## BEGIN Dataset excerpts
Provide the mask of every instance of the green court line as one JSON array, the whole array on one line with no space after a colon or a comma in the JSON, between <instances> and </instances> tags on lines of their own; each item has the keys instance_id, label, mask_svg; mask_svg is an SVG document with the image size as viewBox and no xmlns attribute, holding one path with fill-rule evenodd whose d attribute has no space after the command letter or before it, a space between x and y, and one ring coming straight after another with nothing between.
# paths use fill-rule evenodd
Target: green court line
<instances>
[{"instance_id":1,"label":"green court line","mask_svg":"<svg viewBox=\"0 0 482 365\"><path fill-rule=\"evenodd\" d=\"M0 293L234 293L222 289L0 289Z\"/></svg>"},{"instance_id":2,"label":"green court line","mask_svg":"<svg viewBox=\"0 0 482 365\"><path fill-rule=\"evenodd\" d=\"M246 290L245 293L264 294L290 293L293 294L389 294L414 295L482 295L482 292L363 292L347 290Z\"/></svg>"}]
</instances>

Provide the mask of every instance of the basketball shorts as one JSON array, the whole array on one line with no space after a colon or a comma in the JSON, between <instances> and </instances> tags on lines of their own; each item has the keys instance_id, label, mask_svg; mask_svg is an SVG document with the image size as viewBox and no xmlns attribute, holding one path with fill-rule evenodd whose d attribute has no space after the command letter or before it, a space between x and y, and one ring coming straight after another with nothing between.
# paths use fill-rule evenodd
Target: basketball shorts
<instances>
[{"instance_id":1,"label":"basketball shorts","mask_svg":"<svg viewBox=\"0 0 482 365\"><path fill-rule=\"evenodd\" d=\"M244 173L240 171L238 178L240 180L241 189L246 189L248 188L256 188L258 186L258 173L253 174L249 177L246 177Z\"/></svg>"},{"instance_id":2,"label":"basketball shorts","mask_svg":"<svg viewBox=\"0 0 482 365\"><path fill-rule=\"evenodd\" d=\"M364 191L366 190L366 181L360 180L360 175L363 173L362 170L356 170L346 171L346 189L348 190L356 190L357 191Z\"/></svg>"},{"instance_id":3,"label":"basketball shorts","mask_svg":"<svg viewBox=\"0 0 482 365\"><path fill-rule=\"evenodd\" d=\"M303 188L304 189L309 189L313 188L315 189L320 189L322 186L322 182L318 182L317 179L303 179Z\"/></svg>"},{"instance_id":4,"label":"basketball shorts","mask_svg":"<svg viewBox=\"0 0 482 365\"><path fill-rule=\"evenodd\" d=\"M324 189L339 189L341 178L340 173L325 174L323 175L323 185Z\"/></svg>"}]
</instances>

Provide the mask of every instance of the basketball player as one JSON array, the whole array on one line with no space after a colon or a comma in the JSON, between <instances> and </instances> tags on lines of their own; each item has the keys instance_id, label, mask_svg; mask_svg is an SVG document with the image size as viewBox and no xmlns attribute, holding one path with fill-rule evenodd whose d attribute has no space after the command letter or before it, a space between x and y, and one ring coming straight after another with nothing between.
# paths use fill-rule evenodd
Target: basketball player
## END Dataset excerpts
Please return the data above exactly as given.

Provide the mask of every instance of the green court line as one JSON array, the whole array on one line with no space after a colon or a comma in the JSON, between <instances> and </instances> tags on lines of their own; each item has the keys instance_id, label, mask_svg; mask_svg is an SVG document with the image size as viewBox and no xmlns attribute, holding one path with fill-rule evenodd whose d attribute has no space after the command letter or before it, a space between x and y, and one ring coming straight after another with nothing between.
# paths use fill-rule evenodd
Target: green court line
<instances>
[{"instance_id":1,"label":"green court line","mask_svg":"<svg viewBox=\"0 0 482 365\"><path fill-rule=\"evenodd\" d=\"M0 293L234 293L222 289L0 289Z\"/></svg>"},{"instance_id":2,"label":"green court line","mask_svg":"<svg viewBox=\"0 0 482 365\"><path fill-rule=\"evenodd\" d=\"M246 290L245 293L264 294L290 293L293 294L389 294L414 295L482 295L482 292L363 292L347 290Z\"/></svg>"}]
</instances>

Provide the mask of every instance of the basketball shorts as one JSON array, the whole array on one line with no space after a colon or a comma in the JSON, between <instances> and </instances> tags on lines of their own; each item has the keys instance_id, label, mask_svg; mask_svg is an SVG document with the image size as viewBox and no xmlns attribute, holding one path with fill-rule evenodd whose d attribute has no space after the command letter or before it, a space between x and y, and one ring coming straight after another with nothing between.
# paths use fill-rule evenodd
Target: basketball shorts
<instances>
[{"instance_id":1,"label":"basketball shorts","mask_svg":"<svg viewBox=\"0 0 482 365\"><path fill-rule=\"evenodd\" d=\"M244 173L240 171L238 178L240 180L241 189L246 189L248 188L256 188L258 186L258 173L253 174L249 177L246 177Z\"/></svg>"},{"instance_id":2,"label":"basketball shorts","mask_svg":"<svg viewBox=\"0 0 482 365\"><path fill-rule=\"evenodd\" d=\"M364 191L366 190L366 181L360 180L360 175L363 173L362 170L356 170L346 171L346 189L348 190L356 190L357 191Z\"/></svg>"},{"instance_id":3,"label":"basketball shorts","mask_svg":"<svg viewBox=\"0 0 482 365\"><path fill-rule=\"evenodd\" d=\"M303 188L304 189L309 189L313 188L315 189L320 189L322 186L322 182L318 182L317 179L303 179Z\"/></svg>"},{"instance_id":4,"label":"basketball shorts","mask_svg":"<svg viewBox=\"0 0 482 365\"><path fill-rule=\"evenodd\" d=\"M324 189L339 189L341 178L340 173L325 174L323 175L323 185Z\"/></svg>"}]
</instances>

Provide the mask of every instance of the basketball player as one JSON array, the whole array on one line with no space after a colon or a comma in the JSON, between <instances> and </instances> tags on lines of their own; each item has the keys instance_id, label, mask_svg; mask_svg is an SVG document with the image size as viewBox and no xmlns attribute, holding one path with fill-rule evenodd whose d attribute has no space after the command letter or before it, a space between x and y, and one ring coming straight after another with nothing between.
# paths use fill-rule evenodd
Target: basketball player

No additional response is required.